(Stored data)
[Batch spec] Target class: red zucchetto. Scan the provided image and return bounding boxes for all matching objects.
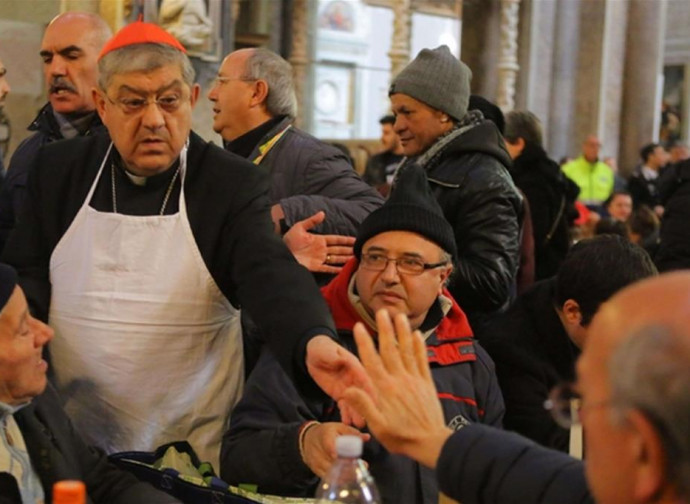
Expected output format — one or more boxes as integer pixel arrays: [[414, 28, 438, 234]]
[[98, 21, 187, 60]]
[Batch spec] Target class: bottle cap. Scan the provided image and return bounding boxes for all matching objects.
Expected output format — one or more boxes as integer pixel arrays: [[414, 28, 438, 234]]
[[335, 436, 362, 458], [53, 480, 86, 504]]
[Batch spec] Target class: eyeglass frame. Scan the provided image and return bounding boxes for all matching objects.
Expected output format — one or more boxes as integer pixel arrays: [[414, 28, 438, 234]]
[[360, 252, 448, 276], [103, 91, 187, 115], [212, 75, 261, 87], [544, 382, 613, 429]]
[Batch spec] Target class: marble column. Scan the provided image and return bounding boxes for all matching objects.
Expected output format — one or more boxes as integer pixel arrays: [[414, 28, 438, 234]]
[[515, 2, 557, 140], [388, 0, 412, 80], [619, 0, 667, 173], [496, 0, 520, 113], [290, 0, 309, 127]]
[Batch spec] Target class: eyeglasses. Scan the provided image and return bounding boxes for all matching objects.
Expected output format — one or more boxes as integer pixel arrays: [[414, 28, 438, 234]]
[[544, 383, 611, 429], [361, 252, 448, 275], [213, 75, 258, 87], [105, 93, 185, 115]]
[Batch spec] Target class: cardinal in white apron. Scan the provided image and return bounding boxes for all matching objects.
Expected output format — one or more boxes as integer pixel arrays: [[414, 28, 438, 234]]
[[45, 142, 239, 467]]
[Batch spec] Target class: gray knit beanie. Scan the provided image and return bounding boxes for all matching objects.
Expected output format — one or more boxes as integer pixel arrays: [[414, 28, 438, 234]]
[[388, 45, 472, 121]]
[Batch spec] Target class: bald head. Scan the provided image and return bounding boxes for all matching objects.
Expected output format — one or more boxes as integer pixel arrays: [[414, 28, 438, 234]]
[[577, 272, 690, 504], [45, 11, 113, 47], [40, 12, 112, 117]]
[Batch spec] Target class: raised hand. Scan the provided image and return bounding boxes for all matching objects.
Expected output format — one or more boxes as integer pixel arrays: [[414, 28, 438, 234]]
[[301, 422, 371, 478], [343, 310, 452, 467], [283, 212, 355, 274], [306, 336, 372, 427]]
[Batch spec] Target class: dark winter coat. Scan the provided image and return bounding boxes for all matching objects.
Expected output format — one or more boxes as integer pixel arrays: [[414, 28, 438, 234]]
[[221, 259, 503, 504], [406, 120, 522, 330], [479, 279, 580, 452], [511, 144, 580, 280], [0, 103, 104, 252], [15, 385, 178, 504], [242, 117, 383, 236], [436, 424, 594, 504], [654, 160, 690, 272]]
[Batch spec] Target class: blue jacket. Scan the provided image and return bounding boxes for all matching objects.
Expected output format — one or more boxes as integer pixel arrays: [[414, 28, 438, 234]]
[[221, 259, 504, 504]]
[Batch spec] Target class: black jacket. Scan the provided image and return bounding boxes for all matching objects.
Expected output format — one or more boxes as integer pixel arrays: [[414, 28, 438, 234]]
[[479, 279, 580, 452], [654, 160, 690, 272], [511, 144, 580, 280], [406, 121, 522, 331], [15, 385, 178, 504], [242, 117, 383, 236], [3, 133, 335, 392], [221, 259, 504, 504], [436, 424, 594, 504], [0, 103, 104, 252]]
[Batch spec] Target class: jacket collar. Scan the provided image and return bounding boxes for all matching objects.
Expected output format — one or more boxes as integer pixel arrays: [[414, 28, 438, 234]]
[[27, 102, 103, 140]]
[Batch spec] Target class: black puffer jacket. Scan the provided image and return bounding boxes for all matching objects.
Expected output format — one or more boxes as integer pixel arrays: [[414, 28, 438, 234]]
[[406, 120, 522, 331], [0, 103, 104, 252], [511, 144, 580, 280], [654, 160, 690, 272]]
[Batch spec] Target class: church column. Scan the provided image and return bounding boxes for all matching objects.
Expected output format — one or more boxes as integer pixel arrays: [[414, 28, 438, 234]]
[[290, 0, 309, 127], [496, 0, 520, 113], [619, 0, 667, 172], [388, 0, 412, 80]]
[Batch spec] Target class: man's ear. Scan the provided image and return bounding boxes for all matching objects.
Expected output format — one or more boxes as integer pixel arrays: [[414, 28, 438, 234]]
[[250, 79, 268, 107], [561, 299, 582, 326], [626, 410, 669, 502], [91, 88, 105, 123], [189, 84, 201, 108], [438, 266, 453, 295]]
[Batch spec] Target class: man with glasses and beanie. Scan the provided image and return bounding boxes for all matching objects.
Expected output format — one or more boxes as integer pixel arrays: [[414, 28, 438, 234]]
[[5, 18, 362, 466], [345, 272, 690, 504], [221, 165, 503, 503]]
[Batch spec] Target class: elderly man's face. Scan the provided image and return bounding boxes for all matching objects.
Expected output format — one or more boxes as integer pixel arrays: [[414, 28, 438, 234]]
[[40, 17, 102, 114], [208, 49, 257, 141], [355, 231, 452, 329], [0, 287, 53, 405], [94, 64, 199, 177], [391, 93, 453, 156]]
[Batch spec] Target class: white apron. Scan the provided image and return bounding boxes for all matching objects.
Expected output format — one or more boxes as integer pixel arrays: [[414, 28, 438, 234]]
[[50, 144, 244, 469]]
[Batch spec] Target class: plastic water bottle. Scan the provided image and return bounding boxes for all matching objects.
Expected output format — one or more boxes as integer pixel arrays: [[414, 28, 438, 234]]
[[316, 436, 381, 504]]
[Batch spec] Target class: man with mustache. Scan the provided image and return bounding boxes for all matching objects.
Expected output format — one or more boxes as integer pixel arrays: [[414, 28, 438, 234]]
[[4, 18, 363, 463], [0, 12, 111, 251]]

• What to produce: Reproduce only the part that opens with the line containing "[Batch spec] Target class: church" and closes with the line containing "266, 453, 295]]", swapping "Target class" for "Object class" and leaving everything else unchanged.

• Solution below:
[Batch spec] Object class: church column. Scan the provided image and return bounding boxes for all matching objects.
Expected output format — one or more boxes as integer pixel arrays: [[414, 28, 438, 234]]
[[290, 0, 309, 127], [496, 0, 520, 113], [619, 0, 667, 172], [388, 0, 412, 80]]
[Batch spec] Object class: man's ear. Scan the provided image and return bounding boxes for all matching objects.
Expected output format — one or more boxes as integer pixel arrays: [[414, 28, 438, 234]]
[[250, 79, 268, 107], [561, 299, 582, 326], [626, 410, 669, 502], [91, 88, 105, 123], [189, 84, 201, 108], [438, 266, 453, 295]]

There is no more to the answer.